Short task: Reproduce, unchanged, the part of the data that begins with the line containing "Return the polygon of every instance of the bulletin" and ends with the line containing "196L261 202L287 211L287", including both of those lines.

Labeled area outlines:

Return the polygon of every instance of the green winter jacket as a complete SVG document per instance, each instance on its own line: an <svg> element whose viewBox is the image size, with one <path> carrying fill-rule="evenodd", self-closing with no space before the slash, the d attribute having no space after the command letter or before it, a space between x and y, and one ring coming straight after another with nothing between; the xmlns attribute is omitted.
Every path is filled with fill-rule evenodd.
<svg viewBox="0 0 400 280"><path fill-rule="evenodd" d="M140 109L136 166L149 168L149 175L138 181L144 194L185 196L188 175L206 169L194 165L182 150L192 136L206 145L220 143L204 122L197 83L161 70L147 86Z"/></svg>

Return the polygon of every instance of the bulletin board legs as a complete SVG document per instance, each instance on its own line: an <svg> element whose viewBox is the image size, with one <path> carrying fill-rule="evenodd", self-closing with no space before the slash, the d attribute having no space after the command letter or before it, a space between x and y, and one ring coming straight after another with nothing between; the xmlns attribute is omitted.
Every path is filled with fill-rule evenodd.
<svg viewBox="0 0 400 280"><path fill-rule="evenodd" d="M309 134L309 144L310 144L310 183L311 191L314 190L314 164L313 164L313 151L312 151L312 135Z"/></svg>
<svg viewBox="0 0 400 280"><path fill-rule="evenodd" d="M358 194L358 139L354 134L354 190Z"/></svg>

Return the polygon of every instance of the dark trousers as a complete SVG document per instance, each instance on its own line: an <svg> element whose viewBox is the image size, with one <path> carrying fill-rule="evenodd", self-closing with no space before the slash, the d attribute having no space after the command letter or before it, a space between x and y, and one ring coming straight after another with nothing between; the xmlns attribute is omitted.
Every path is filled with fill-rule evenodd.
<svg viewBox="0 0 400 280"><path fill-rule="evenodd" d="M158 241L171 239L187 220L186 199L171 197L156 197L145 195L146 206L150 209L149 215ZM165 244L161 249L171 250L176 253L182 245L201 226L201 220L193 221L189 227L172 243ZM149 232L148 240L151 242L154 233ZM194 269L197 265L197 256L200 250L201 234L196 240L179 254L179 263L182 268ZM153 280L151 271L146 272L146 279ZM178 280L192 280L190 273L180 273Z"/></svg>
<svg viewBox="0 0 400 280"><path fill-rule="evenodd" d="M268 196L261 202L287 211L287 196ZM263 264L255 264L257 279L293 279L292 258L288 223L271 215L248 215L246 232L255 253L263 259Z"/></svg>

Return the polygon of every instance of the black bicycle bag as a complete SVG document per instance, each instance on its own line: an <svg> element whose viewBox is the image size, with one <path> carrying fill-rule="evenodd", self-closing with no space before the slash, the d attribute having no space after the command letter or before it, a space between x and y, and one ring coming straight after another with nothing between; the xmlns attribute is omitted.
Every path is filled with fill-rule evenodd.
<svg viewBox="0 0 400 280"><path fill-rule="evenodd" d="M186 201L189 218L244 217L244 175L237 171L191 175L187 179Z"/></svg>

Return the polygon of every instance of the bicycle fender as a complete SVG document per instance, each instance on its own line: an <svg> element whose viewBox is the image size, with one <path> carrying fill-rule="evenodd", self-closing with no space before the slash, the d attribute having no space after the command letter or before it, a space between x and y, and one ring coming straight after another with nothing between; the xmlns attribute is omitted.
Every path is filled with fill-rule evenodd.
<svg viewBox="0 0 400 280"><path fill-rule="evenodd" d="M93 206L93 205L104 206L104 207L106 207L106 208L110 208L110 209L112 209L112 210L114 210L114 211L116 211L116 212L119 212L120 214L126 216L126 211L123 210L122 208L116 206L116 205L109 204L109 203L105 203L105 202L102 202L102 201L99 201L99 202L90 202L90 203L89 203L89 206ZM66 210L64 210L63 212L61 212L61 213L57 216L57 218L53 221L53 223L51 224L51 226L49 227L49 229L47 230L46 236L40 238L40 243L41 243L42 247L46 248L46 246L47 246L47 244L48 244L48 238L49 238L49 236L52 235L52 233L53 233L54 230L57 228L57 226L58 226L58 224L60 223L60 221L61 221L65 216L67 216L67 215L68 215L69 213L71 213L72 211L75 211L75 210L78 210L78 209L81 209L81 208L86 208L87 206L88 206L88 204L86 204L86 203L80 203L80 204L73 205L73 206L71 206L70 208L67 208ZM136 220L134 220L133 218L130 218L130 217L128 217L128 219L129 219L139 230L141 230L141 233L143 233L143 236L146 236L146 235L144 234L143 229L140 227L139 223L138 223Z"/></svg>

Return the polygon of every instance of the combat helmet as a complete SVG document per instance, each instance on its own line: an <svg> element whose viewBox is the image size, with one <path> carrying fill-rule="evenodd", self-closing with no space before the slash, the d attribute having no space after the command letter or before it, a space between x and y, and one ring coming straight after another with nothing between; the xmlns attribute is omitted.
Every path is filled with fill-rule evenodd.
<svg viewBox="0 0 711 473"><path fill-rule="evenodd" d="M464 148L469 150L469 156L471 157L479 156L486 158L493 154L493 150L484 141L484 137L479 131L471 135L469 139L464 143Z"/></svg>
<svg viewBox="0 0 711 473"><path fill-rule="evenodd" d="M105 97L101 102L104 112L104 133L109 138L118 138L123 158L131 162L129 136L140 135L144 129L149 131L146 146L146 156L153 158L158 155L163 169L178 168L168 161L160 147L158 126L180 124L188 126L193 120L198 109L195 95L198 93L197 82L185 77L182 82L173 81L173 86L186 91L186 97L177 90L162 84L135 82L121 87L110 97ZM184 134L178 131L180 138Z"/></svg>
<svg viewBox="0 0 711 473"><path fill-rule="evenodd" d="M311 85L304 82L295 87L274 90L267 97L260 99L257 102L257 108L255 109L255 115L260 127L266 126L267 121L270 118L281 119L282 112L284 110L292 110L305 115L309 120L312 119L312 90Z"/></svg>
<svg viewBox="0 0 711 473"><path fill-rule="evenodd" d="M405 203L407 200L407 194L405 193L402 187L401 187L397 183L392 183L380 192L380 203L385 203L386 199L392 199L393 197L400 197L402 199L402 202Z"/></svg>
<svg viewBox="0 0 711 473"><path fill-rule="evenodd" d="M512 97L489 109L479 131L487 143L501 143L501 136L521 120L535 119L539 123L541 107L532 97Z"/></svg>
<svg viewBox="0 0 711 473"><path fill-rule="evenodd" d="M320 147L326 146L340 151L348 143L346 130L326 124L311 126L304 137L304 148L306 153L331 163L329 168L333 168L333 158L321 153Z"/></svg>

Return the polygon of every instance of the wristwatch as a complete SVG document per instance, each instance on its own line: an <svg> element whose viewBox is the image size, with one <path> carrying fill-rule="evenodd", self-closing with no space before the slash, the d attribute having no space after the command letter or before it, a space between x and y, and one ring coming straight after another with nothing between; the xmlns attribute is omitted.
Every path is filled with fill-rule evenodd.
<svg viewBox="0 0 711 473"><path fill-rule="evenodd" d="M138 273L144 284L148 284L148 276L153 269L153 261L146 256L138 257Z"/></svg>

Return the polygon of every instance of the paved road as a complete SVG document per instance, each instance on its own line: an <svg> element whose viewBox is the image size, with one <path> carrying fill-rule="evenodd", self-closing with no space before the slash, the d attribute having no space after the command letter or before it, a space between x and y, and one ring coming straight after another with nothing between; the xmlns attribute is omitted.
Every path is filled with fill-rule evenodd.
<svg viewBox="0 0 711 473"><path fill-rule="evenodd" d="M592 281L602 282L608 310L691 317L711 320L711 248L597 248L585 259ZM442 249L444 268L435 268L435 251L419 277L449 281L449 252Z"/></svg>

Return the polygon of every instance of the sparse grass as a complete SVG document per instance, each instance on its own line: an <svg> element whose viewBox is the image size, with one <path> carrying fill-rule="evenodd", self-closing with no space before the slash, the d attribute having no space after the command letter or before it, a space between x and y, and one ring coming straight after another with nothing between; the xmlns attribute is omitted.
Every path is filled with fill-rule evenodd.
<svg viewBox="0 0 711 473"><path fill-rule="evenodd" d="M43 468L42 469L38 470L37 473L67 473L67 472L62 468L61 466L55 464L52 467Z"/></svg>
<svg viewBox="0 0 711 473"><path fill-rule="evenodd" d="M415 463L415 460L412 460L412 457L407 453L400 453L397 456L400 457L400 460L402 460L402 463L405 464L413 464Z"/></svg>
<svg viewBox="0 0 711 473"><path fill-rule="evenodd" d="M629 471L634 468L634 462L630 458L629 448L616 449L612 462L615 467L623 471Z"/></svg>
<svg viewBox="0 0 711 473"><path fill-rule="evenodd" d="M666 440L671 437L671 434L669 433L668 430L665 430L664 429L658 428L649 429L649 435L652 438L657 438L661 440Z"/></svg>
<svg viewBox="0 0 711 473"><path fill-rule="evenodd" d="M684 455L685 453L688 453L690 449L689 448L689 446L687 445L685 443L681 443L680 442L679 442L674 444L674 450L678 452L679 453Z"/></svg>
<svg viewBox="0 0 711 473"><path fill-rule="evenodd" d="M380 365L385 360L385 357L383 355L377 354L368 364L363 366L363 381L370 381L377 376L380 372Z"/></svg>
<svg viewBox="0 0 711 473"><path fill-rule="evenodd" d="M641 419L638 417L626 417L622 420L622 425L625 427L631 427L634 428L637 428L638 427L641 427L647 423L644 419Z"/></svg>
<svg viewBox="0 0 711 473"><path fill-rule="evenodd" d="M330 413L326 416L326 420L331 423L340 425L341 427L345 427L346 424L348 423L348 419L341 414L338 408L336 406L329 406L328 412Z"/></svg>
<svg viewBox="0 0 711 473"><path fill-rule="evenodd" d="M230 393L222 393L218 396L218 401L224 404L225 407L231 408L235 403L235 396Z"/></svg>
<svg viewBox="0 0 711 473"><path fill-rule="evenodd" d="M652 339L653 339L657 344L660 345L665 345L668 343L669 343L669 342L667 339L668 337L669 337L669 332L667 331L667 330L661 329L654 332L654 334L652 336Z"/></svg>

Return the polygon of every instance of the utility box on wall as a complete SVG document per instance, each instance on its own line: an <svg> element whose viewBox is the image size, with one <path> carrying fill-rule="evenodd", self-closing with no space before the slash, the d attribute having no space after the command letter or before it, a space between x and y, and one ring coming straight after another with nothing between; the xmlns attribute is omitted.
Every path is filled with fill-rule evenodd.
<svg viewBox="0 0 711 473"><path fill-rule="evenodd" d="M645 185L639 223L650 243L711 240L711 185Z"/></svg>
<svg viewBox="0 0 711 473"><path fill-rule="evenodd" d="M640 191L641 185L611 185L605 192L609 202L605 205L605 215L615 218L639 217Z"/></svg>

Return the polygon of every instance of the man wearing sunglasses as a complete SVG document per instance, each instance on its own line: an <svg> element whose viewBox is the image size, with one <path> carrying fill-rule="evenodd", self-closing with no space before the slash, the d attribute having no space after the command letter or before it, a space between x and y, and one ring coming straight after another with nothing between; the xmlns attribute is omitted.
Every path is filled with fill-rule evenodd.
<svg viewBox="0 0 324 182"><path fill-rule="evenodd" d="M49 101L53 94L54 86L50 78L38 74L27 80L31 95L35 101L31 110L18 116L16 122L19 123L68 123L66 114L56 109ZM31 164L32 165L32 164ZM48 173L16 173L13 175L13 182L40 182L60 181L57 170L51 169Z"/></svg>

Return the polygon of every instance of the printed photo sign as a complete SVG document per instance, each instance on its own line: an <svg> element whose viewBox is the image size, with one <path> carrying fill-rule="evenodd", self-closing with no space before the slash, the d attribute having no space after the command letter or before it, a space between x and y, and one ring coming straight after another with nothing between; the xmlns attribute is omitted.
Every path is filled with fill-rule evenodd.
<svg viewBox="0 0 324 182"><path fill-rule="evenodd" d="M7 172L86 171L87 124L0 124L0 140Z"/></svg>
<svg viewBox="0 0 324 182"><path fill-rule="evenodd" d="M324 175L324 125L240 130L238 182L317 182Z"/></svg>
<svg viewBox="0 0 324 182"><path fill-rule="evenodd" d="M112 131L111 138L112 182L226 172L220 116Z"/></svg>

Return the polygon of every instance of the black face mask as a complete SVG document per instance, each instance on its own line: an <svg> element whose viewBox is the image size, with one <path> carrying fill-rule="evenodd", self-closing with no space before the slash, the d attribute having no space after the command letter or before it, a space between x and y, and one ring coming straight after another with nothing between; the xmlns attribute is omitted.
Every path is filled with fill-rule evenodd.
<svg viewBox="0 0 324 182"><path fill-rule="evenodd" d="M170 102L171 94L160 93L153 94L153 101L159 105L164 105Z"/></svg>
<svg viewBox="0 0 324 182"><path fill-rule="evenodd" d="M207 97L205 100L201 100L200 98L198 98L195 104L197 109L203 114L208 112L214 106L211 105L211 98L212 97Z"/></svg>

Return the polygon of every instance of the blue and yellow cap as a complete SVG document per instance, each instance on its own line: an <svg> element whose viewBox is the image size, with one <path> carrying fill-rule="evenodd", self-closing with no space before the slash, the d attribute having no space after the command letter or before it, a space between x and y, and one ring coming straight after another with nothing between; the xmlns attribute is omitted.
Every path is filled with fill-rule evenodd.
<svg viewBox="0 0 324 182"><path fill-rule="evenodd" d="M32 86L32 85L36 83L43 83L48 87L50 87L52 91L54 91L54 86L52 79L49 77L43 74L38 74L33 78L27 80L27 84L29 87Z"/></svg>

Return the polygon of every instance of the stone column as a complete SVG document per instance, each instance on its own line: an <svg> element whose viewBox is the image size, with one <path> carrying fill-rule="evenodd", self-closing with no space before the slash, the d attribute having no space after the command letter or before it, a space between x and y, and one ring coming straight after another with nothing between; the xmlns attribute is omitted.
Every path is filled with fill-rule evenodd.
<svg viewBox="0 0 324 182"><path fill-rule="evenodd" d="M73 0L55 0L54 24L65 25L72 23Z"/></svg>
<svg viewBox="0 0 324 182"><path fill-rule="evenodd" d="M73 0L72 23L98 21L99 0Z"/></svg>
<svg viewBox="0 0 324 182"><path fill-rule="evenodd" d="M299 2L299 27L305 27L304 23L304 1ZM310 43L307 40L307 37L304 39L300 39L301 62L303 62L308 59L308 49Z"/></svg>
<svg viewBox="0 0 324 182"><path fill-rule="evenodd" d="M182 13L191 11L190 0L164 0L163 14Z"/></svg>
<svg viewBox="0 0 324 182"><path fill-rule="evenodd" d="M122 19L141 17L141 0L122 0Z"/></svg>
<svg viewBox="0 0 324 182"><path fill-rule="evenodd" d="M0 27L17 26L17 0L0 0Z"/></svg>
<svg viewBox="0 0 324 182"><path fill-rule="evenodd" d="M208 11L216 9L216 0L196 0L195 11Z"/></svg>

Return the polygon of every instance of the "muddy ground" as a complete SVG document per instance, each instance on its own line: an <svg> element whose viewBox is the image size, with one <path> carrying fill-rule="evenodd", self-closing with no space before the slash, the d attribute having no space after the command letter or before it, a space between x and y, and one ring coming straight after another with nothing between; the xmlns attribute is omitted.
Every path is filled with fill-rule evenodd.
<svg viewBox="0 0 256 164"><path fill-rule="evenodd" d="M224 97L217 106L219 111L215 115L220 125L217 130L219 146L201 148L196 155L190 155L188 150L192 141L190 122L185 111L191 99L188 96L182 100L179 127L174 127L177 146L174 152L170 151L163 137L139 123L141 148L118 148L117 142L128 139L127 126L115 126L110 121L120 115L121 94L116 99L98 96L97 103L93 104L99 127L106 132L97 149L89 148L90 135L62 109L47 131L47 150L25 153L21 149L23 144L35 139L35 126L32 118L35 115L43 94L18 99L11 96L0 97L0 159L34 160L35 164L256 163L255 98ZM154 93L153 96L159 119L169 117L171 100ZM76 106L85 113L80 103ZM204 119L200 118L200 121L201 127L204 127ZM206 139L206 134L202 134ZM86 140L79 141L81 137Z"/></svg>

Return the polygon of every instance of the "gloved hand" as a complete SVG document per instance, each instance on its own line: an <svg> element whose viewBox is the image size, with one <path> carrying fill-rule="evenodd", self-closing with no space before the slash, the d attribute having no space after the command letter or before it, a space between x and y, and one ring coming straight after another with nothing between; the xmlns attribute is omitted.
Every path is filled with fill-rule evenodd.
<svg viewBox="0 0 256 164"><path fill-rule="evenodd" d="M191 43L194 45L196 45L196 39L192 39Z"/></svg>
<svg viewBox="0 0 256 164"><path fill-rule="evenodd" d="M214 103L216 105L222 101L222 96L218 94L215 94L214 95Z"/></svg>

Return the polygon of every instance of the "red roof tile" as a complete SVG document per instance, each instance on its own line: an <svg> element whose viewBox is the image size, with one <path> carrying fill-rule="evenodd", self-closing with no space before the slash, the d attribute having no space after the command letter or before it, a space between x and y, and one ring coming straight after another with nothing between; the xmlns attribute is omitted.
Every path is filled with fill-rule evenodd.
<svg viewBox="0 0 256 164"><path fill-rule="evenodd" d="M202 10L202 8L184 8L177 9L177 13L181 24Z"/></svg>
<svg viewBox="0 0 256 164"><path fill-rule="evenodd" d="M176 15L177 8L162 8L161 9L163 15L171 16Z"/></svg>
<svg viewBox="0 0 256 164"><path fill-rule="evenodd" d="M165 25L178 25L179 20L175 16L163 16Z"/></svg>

Answer below:
Return the polygon of every instance of the bulletin board legs as a complete SVG document per instance, each instance on its own line: an <svg> element whose viewBox is the image size, with one <path> carrying fill-rule="evenodd", self-closing with no space before the slash, the d attribute having no space after the command letter or before it, a space between x and y, and one ring coming straight after another with nothing between; the xmlns attribute is omitted.
Every path is filled with fill-rule evenodd.
<svg viewBox="0 0 400 280"><path fill-rule="evenodd" d="M309 134L309 144L310 144L310 183L311 191L314 190L314 164L313 164L313 151L312 151L312 135Z"/></svg>
<svg viewBox="0 0 400 280"><path fill-rule="evenodd" d="M358 194L358 139L354 134L354 190Z"/></svg>

Return the polygon of every instance of the dark trousers as a complete SVG document per instance, each instance on its own line: an <svg> element whose viewBox is the image size, with one <path> carrying fill-rule="evenodd", self-closing with no space before the slash, the d attribute having no space after the command letter or before it, a space between x and y, and one ring coming straight after another with nothing between; the xmlns attribute is omitted.
Every path is filled with fill-rule evenodd.
<svg viewBox="0 0 400 280"><path fill-rule="evenodd" d="M158 241L171 239L187 220L186 199L171 197L156 197L145 195L146 206L150 209L149 215ZM165 244L161 249L171 250L176 253L182 245L201 226L201 220L193 221L189 227L172 243ZM149 232L148 240L151 242L154 233ZM194 269L197 265L197 256L200 250L201 234L196 240L179 254L179 263L182 268ZM153 280L151 271L146 272L146 279ZM178 280L192 280L190 273L180 273Z"/></svg>
<svg viewBox="0 0 400 280"><path fill-rule="evenodd" d="M268 196L261 202L287 211L287 196ZM263 264L255 264L257 279L293 279L292 258L288 223L271 215L248 215L246 232L255 253L263 259Z"/></svg>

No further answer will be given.